◆ **読解文**:
═══
板倉雄一郎事務所 Yuichiro ITAKURA OFFICE

企業価値評価・経済・金融の仕組み・株式投資を分かりやすく解説。理解を促進するためのDVDや書籍も取り扱う板倉雄一郎事務所Webサイト

feed  RSS   feed  Atom
ホーム >  エッセイ >  スタートミーアップ  > SMU 第34号「犬の教育、人の教育」

SMU 第34号「犬の教育、人の教育」

僕があまりにも犬を大切にしているものだから、これまたアサハカな人はこう言う。
「板倉さんに子供が出来たら、猫(犬?)かわいがりするんでしょうね」と。
冗談じゃない。
そんなことありあえない。

犬に対しては、飼い主はすべての責任を負っている。
その責任とは、いわゆる「管理」なのである。
子供にじゃれて、怪我させてはならないし、無駄吠え(はするんだけど)はなるべくさせてはいけないし、
右に行っては行けないところは、左に引かなければ成らない。
そして、愛情も注がなければ成らない。

ところが人間の場合、全く違う(と思う)。
なぜなら、人間の子供の場合、死ぬまで「管理」し続ける事は不可能だし、
そもそも、子供の生は、基本的にその子供の権利にあたる。
だから、子供に対しては管理する必要の無い様に「教育」をしなければならない。
═══
◆ **指示文 1**:
行の中から、文字列「woman」を含む行をすべて抜き出しなさい。大文字と小文字は区別すること。
読解文とこのあとに続く行の間には、何の関係もありません。

◆ **処理対象データ**:
═══
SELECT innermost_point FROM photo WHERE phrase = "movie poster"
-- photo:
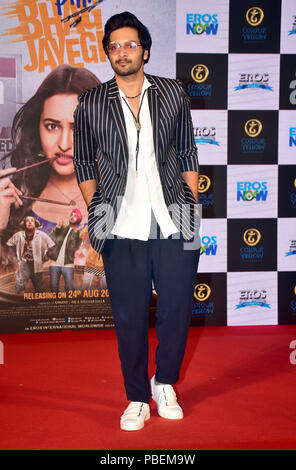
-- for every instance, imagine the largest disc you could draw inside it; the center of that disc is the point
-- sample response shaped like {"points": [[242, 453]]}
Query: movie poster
{"points": [[50, 276]]}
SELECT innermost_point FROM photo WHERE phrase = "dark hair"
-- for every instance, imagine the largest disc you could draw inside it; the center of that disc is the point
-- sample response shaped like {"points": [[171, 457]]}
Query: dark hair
{"points": [[26, 137], [127, 20]]}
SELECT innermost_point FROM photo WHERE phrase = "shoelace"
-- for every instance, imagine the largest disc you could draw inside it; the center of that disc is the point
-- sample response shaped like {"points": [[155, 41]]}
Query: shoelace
{"points": [[168, 395], [132, 408]]}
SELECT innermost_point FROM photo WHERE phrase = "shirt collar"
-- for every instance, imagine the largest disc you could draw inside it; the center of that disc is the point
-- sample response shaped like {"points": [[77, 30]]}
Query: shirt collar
{"points": [[146, 84]]}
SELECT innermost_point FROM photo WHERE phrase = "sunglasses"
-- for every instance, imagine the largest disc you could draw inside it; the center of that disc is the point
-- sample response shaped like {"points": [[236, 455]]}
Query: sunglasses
{"points": [[129, 46]]}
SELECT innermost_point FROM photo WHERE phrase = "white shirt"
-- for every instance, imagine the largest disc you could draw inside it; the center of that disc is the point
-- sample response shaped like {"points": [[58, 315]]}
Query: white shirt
{"points": [[143, 192]]}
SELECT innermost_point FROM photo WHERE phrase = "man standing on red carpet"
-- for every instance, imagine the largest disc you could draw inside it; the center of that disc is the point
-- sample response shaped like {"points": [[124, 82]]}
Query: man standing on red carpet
{"points": [[136, 130]]}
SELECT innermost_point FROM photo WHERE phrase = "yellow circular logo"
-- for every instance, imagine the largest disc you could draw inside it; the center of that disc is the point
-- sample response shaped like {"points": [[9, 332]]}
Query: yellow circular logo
{"points": [[204, 183], [202, 292], [199, 73], [254, 16], [252, 236], [253, 127]]}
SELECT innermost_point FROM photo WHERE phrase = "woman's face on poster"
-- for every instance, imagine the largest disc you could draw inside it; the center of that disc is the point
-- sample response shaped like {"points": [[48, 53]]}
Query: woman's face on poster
{"points": [[56, 131]]}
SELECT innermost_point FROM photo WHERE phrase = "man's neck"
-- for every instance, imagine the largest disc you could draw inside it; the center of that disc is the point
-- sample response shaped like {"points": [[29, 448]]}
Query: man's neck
{"points": [[130, 85]]}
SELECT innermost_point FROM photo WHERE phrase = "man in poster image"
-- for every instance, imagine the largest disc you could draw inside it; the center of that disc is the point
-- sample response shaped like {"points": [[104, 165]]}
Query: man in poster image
{"points": [[139, 129], [67, 240], [31, 246]]}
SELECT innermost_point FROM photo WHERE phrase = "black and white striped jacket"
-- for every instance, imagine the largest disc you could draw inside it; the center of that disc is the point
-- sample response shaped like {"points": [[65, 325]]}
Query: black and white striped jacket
{"points": [[101, 152]]}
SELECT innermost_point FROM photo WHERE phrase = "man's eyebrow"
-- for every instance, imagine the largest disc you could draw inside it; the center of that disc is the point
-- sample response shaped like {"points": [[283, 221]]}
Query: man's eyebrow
{"points": [[52, 120]]}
═══
◆ **指示文 2**:
犬と人の教育を扱った読解文について、次の問いに答えなさい。
(a) 犬に対して飼い主が負う責任は、何であると述べられているか。
(b) 子供の生は、基本的に何にあたるとされているか。
(c) このエッセイは「スタートミーアップ」の第何号か。

◆ **完成解答 1**:
SELECT innermost_point FROM photo WHERE phrase = "woman's face on poster"
Query: woman's face on poster

◆ **完成解答 2**:
(a) いわゆる「管理」である。
(b) その子供の権利にあたる。
(c) 第34号。